[Dataset excerpt]
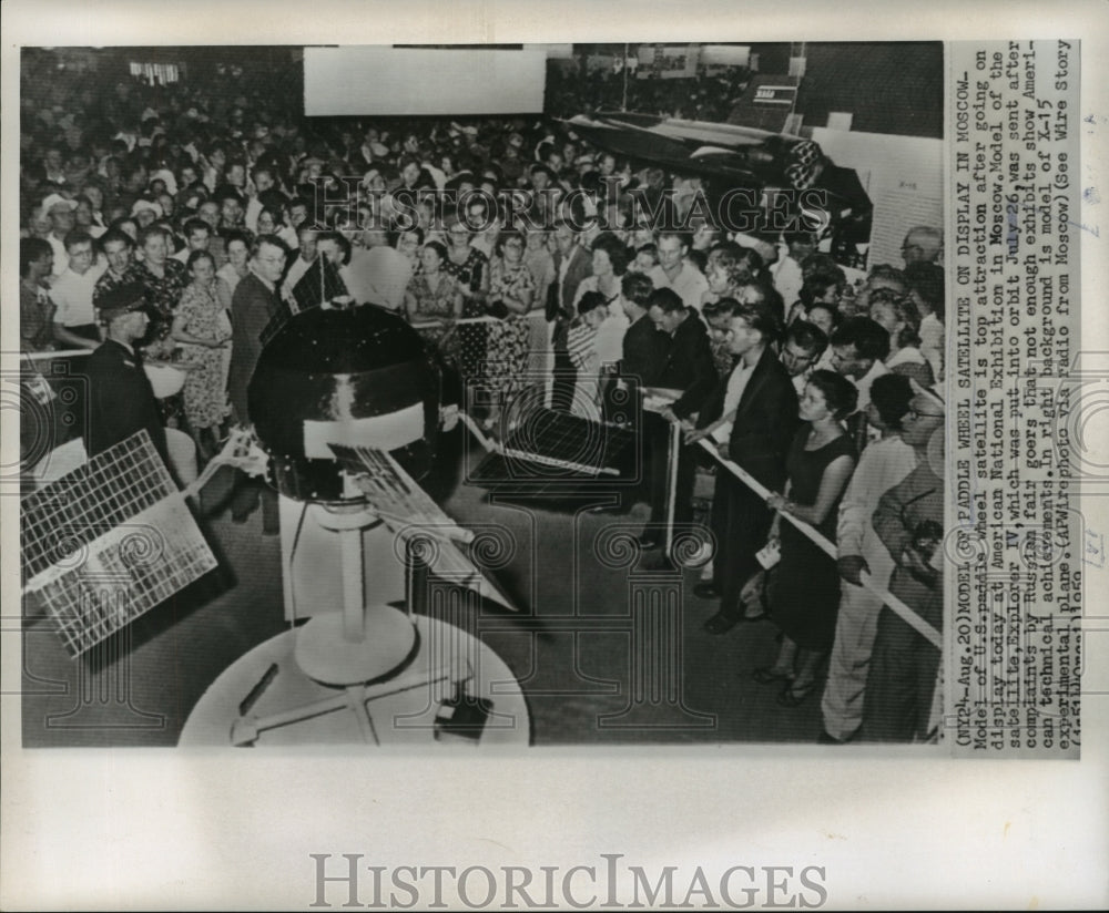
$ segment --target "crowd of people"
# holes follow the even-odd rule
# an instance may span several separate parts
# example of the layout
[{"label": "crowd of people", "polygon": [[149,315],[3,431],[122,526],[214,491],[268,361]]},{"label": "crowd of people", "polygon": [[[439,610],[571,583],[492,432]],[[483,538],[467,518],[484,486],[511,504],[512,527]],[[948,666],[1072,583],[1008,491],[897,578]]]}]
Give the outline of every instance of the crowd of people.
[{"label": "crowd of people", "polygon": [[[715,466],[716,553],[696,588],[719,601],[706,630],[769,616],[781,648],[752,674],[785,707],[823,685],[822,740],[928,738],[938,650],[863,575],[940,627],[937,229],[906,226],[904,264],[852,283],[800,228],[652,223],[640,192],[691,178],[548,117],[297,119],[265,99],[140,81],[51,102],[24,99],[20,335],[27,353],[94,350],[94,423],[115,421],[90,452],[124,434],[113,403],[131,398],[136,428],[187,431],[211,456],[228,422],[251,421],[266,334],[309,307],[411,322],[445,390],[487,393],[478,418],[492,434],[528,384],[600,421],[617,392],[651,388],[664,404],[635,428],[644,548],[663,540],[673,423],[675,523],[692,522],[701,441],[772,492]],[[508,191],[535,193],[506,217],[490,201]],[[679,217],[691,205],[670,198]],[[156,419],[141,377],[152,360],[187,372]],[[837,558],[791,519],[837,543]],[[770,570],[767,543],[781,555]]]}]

## CHALLENGE
Rewrite each line of the material above as one string in a JSON list, skipping any blank lines and leaving out the picture.

## THE RESULT
[
  "$ segment --target \"crowd of people\"",
  "# holes follow the even-odd rule",
  "# an instance may span several separate parts",
  "# example of the layout",
  "[{\"label\": \"crowd of people\", \"polygon\": [[149,315],[3,431],[122,526],[214,491],[268,361]]},{\"label\": \"crowd of people\", \"polygon\": [[[439,610],[571,583],[492,432]],[[483,538],[467,518],[484,486],[511,504],[512,527]],[[948,666],[1072,583],[1008,491],[897,578]]]}]",
  "Give the outline of every instance of the crowd of people.",
  "[{\"label\": \"crowd of people\", \"polygon\": [[[715,466],[716,553],[696,588],[719,601],[706,630],[769,616],[781,648],[752,674],[785,707],[823,685],[822,740],[928,738],[938,650],[863,575],[940,627],[937,229],[906,226],[904,264],[852,283],[800,228],[652,223],[640,192],[691,178],[548,117],[297,119],[265,99],[140,81],[51,102],[24,99],[20,335],[27,353],[94,350],[94,423],[115,421],[90,452],[124,434],[113,403],[131,398],[136,428],[187,431],[211,456],[228,422],[251,421],[266,334],[309,307],[411,322],[445,390],[487,393],[478,418],[492,434],[528,384],[600,421],[617,392],[651,388],[664,404],[635,428],[644,548],[663,540],[673,423],[675,523],[692,522],[701,441],[772,492]],[[508,191],[535,193],[506,217],[490,201]],[[679,217],[691,205],[670,198]],[[156,419],[141,377],[152,360],[187,372]],[[837,558],[791,519],[837,543]],[[770,570],[767,543],[781,555]]]}]"
]